## TASK STATEMENT:
After counting the lines below that hold the word "light", reply with the count and nothing else.
··· INFORMATION SUPPLIED ···
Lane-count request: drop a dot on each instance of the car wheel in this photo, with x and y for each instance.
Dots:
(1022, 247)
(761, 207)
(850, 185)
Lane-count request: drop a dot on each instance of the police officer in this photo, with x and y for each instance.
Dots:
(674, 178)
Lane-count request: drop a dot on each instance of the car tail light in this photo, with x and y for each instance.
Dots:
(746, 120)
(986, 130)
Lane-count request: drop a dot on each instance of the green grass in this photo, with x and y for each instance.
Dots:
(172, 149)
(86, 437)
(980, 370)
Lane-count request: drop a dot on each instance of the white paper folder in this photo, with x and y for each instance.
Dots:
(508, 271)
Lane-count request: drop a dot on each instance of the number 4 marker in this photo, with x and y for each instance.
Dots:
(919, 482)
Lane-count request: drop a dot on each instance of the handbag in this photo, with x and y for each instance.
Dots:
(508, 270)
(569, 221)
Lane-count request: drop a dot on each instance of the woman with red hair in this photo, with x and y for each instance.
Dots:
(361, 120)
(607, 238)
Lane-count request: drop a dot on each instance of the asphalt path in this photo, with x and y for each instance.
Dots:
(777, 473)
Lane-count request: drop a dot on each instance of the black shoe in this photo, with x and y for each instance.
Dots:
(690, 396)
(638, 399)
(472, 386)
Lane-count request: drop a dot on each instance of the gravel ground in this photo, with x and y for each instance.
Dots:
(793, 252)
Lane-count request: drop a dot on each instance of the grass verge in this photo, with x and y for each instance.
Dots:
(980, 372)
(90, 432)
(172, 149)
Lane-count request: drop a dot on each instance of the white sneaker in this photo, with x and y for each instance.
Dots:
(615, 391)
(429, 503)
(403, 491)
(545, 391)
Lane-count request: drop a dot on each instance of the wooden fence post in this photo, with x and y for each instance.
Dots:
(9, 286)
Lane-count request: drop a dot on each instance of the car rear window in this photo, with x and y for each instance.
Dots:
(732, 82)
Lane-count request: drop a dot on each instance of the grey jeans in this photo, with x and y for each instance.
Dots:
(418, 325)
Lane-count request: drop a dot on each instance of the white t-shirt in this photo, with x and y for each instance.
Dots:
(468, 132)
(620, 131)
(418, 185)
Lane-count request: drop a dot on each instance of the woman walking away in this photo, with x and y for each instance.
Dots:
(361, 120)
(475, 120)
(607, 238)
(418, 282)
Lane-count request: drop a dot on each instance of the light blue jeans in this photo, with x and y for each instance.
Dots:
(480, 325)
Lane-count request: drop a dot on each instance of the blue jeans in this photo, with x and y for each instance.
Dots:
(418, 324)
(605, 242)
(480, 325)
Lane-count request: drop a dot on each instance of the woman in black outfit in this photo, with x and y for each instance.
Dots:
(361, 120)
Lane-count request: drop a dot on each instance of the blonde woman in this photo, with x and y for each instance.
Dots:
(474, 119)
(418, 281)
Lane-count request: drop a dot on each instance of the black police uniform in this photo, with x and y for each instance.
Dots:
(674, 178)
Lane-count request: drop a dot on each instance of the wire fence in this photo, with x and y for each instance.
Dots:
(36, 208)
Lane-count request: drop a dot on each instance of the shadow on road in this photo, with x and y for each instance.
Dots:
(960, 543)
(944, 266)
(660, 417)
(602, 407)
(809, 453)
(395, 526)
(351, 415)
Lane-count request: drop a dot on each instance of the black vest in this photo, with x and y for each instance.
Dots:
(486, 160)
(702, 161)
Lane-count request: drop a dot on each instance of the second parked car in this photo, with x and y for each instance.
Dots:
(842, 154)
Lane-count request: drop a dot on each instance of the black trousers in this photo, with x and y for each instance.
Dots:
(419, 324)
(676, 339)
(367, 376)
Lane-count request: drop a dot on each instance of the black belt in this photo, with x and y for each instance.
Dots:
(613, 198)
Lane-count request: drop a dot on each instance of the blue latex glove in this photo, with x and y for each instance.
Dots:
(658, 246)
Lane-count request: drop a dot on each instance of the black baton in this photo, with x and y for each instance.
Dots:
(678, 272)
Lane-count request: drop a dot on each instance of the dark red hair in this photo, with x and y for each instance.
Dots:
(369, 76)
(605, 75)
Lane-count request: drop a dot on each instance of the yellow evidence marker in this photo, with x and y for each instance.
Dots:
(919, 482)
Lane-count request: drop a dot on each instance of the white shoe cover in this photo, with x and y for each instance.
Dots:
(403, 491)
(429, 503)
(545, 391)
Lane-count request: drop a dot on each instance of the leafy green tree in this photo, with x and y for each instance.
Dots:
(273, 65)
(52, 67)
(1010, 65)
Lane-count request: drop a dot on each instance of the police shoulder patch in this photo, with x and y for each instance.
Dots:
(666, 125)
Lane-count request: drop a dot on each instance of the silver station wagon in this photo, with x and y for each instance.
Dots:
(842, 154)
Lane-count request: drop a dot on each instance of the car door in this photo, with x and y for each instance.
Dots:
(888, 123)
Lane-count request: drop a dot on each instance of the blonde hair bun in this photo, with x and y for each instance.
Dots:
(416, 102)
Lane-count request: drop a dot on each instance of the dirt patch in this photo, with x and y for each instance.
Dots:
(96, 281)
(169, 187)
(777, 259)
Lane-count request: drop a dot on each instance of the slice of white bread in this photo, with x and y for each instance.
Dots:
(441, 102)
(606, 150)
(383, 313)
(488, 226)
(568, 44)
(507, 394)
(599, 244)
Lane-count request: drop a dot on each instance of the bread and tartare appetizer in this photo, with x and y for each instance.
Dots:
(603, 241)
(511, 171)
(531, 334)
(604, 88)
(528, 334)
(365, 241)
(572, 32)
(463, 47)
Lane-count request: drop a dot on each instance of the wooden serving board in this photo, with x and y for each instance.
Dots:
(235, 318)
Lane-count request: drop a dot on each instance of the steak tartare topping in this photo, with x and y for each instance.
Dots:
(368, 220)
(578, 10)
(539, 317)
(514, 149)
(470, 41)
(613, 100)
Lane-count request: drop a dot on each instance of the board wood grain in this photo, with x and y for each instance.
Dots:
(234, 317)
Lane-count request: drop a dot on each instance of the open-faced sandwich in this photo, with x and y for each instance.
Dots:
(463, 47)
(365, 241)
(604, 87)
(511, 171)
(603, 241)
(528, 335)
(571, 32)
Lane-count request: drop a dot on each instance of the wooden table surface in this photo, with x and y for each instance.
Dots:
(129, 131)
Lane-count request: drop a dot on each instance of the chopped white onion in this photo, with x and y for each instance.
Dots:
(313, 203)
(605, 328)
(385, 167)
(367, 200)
···
## TASK ANSWER:
2